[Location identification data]
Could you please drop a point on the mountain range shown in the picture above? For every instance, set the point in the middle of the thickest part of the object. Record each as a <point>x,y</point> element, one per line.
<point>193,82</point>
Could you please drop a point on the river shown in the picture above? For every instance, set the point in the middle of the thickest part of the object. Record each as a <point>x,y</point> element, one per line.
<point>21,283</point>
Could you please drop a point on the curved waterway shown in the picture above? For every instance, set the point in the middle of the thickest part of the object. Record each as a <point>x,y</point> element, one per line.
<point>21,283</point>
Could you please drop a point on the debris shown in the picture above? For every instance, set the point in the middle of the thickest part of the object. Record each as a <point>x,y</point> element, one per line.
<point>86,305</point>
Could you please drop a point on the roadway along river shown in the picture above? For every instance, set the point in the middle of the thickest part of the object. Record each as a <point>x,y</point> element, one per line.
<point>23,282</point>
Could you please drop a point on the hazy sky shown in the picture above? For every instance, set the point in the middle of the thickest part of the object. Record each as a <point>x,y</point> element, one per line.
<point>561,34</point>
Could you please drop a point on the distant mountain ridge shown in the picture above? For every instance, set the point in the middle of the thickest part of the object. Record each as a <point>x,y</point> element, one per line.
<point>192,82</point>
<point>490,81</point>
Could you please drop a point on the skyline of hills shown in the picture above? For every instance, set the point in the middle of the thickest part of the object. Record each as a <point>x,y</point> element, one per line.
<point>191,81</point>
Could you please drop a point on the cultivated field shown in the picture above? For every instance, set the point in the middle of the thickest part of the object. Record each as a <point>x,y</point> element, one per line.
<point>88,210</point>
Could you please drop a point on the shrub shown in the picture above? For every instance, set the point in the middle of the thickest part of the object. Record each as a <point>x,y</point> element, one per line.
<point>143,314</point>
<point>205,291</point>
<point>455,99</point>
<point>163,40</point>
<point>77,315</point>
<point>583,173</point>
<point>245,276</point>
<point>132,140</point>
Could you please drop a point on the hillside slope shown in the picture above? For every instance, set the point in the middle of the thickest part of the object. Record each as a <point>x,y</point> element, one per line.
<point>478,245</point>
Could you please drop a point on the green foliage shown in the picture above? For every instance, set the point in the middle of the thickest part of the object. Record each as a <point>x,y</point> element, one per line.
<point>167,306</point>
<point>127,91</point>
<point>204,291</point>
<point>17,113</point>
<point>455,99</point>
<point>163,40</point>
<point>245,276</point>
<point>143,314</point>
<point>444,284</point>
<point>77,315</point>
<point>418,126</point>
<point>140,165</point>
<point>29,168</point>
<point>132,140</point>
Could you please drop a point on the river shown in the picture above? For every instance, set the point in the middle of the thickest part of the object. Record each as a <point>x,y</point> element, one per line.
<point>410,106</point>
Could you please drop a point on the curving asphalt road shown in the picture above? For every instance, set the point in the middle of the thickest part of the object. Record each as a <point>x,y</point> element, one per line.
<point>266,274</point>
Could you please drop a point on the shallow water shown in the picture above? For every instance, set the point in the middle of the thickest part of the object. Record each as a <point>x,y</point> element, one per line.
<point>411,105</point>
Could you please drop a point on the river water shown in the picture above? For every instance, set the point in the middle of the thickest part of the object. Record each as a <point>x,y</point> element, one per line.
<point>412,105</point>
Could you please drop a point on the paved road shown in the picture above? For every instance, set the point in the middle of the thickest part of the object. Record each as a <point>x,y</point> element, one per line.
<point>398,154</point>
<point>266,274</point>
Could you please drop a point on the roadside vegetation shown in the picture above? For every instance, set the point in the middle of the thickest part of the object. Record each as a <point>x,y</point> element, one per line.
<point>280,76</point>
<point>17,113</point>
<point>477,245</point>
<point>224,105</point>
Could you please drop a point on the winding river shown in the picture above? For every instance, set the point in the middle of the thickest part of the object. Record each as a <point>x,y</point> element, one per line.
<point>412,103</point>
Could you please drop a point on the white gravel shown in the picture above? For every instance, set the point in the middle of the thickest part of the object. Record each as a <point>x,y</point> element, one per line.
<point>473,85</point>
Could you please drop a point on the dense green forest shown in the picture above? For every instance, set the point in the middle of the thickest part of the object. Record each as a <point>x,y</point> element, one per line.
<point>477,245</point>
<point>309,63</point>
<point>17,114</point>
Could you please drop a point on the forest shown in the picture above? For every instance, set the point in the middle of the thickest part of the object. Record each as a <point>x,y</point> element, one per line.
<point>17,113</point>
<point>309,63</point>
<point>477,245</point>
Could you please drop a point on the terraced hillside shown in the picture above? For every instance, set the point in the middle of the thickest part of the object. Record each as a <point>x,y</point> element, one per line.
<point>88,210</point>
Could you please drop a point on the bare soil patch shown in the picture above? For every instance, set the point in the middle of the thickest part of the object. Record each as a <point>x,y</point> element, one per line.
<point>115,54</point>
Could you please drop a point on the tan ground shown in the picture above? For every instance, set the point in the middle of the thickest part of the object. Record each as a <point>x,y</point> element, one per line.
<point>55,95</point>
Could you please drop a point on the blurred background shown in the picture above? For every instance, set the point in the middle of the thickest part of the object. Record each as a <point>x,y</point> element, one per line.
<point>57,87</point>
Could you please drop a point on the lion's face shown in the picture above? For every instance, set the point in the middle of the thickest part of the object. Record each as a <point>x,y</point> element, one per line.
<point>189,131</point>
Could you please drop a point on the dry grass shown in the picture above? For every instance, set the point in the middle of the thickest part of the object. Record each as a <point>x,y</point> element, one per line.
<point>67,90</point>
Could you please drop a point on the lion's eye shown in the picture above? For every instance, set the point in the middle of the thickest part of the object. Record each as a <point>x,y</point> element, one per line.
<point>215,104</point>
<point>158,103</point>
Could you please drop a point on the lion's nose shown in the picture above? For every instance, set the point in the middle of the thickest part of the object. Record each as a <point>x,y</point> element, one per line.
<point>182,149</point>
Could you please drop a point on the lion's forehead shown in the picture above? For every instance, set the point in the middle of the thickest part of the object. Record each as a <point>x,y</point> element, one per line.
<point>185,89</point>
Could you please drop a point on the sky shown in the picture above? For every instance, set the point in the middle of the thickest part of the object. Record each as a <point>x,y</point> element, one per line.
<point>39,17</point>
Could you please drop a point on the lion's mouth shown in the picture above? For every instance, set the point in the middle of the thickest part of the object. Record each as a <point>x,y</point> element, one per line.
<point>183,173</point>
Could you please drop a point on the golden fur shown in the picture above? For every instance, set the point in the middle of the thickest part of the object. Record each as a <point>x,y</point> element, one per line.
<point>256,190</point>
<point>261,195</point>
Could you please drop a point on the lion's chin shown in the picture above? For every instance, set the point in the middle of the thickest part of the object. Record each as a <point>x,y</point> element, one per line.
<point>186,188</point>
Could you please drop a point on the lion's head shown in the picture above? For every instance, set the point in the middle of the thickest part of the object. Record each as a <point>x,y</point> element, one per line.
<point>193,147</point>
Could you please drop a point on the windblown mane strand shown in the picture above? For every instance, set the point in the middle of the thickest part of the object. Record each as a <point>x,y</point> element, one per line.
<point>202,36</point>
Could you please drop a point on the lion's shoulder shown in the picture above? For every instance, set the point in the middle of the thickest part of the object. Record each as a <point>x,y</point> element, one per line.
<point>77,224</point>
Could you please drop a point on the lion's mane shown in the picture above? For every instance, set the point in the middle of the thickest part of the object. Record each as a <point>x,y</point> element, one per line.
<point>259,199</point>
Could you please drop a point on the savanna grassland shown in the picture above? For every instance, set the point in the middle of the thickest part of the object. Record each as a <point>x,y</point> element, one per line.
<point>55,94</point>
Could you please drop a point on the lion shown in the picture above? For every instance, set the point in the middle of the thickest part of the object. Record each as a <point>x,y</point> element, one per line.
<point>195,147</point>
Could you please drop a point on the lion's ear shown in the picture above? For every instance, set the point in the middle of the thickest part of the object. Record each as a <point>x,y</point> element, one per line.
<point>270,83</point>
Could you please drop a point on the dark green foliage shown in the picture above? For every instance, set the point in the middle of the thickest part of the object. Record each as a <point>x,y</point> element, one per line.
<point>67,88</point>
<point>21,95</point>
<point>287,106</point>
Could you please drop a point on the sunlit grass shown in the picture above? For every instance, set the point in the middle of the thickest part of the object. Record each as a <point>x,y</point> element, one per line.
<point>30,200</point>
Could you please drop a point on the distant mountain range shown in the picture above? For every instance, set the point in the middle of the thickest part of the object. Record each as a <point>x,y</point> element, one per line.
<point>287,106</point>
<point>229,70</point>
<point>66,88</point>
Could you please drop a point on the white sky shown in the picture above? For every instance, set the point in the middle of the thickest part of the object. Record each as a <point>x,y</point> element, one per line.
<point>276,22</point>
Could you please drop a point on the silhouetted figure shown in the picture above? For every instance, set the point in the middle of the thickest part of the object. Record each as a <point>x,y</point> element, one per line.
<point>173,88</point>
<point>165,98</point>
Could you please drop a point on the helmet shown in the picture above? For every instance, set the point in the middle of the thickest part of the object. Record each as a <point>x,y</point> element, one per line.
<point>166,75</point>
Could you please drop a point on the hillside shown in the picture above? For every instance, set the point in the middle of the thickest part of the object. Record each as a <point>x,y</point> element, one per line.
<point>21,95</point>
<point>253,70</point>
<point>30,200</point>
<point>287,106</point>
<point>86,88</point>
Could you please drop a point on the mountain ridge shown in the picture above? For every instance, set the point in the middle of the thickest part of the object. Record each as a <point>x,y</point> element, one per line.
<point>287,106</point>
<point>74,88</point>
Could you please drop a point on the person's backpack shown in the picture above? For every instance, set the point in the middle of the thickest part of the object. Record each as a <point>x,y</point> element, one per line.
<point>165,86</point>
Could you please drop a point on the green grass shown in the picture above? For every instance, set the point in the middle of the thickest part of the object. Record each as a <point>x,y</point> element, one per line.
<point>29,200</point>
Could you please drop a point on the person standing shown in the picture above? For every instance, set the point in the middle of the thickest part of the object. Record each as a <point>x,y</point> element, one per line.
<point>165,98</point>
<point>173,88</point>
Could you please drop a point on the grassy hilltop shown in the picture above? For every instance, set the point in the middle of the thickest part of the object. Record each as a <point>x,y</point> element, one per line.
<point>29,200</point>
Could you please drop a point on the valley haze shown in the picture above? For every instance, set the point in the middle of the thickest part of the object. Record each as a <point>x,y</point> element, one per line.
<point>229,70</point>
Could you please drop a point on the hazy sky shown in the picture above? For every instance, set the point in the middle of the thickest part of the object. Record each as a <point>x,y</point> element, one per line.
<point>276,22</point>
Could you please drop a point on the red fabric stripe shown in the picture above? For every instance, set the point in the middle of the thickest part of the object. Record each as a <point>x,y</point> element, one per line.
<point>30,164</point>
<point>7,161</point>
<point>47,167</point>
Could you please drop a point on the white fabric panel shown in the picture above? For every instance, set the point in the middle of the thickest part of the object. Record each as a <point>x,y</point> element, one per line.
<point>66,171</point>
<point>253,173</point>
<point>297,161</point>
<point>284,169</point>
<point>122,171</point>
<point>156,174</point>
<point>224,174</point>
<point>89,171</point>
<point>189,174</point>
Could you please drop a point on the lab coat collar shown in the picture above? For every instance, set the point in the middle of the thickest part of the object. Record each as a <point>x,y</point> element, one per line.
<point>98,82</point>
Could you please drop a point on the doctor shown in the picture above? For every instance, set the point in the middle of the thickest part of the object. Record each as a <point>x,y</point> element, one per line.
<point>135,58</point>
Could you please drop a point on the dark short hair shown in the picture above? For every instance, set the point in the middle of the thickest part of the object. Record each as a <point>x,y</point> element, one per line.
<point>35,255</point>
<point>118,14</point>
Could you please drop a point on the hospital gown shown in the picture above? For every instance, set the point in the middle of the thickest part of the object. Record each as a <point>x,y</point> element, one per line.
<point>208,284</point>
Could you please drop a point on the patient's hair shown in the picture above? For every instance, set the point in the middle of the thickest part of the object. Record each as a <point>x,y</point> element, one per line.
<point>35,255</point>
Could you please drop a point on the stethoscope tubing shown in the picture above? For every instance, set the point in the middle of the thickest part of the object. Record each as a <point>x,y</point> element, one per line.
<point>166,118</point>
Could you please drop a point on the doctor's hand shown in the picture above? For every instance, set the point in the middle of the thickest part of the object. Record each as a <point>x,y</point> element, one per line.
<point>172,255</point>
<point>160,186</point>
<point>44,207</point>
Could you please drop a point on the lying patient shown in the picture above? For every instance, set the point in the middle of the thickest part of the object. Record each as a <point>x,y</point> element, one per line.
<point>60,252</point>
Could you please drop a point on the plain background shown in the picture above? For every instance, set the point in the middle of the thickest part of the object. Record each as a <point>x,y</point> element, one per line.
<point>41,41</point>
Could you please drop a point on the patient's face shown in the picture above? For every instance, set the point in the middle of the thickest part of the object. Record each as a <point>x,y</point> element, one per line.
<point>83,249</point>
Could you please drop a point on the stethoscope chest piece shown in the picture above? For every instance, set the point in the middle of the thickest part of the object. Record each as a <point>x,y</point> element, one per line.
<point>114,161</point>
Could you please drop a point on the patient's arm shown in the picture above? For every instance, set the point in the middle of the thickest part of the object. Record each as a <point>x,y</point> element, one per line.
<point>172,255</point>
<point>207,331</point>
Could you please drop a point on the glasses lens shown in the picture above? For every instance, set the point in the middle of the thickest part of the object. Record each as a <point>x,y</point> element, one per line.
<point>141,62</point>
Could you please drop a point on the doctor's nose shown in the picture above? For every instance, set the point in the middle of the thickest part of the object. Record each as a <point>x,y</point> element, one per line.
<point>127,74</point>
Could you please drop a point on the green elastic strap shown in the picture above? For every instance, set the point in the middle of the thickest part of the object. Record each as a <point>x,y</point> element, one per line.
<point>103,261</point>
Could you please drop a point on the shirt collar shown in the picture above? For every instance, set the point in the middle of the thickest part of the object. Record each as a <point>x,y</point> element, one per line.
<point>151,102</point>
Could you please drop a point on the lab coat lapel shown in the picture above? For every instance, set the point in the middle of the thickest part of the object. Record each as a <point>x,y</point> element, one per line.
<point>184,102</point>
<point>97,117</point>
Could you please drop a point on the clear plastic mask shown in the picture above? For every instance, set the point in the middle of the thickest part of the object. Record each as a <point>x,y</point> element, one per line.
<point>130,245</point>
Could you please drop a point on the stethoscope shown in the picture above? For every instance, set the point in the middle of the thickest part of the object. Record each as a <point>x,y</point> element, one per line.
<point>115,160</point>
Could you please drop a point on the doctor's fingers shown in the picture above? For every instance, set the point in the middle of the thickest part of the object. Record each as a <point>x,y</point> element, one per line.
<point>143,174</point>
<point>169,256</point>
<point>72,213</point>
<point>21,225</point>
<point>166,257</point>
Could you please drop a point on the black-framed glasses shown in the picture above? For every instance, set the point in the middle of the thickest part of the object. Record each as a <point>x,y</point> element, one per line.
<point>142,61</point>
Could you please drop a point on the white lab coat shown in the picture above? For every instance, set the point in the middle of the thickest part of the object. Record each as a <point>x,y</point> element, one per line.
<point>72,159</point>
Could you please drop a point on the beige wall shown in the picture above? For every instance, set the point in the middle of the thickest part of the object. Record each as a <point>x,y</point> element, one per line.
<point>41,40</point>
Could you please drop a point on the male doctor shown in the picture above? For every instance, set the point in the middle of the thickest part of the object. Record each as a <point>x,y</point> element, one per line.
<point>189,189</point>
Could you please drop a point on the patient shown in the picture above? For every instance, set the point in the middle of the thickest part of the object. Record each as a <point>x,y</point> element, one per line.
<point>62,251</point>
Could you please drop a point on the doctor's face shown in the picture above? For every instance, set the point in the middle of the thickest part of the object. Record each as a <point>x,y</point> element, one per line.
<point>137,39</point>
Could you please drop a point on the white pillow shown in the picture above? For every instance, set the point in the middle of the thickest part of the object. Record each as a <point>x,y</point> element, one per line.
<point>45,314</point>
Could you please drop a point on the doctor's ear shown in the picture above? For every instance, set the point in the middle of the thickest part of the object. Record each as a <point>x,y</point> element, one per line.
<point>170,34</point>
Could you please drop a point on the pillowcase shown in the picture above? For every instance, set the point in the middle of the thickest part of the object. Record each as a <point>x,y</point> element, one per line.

**Request:** Turn everything from the start of the data down to the line containing "<point>23,282</point>", with both ends included, into a JSON list of strings, one string per line. Leave out blank lines.

**Exercise solution:**
[
  "Could you please drop a point on the mountain range shown in the picture above? For every instance, set the point in the middle of the thickest part of the object. Record each as a <point>x,y</point> element, one per line.",
  "<point>193,82</point>",
  "Could you please drop a point on the river shown in the picture above? For every instance, set the point in the middle of the thickest part of the object. Record each as a <point>x,y</point> element, one per line.",
  "<point>21,283</point>",
  "Could you please drop a point on the curved waterway shown in the picture above? For every instance, set the point in the middle of the thickest part of the object. Record each as a <point>x,y</point> element, one per line.",
  "<point>21,283</point>",
  "Could you please drop a point on the debris shown in the picture above? For every instance, set the point in the middle of the thickest part of the object. Record each as a <point>x,y</point> element, one per line.",
  "<point>86,305</point>",
  "Could you please drop a point on the roadway along river shown in the picture above? For every instance, set the point in the middle of the thickest part of the object. Record each as a <point>x,y</point> element, one per line.",
  "<point>23,282</point>"
]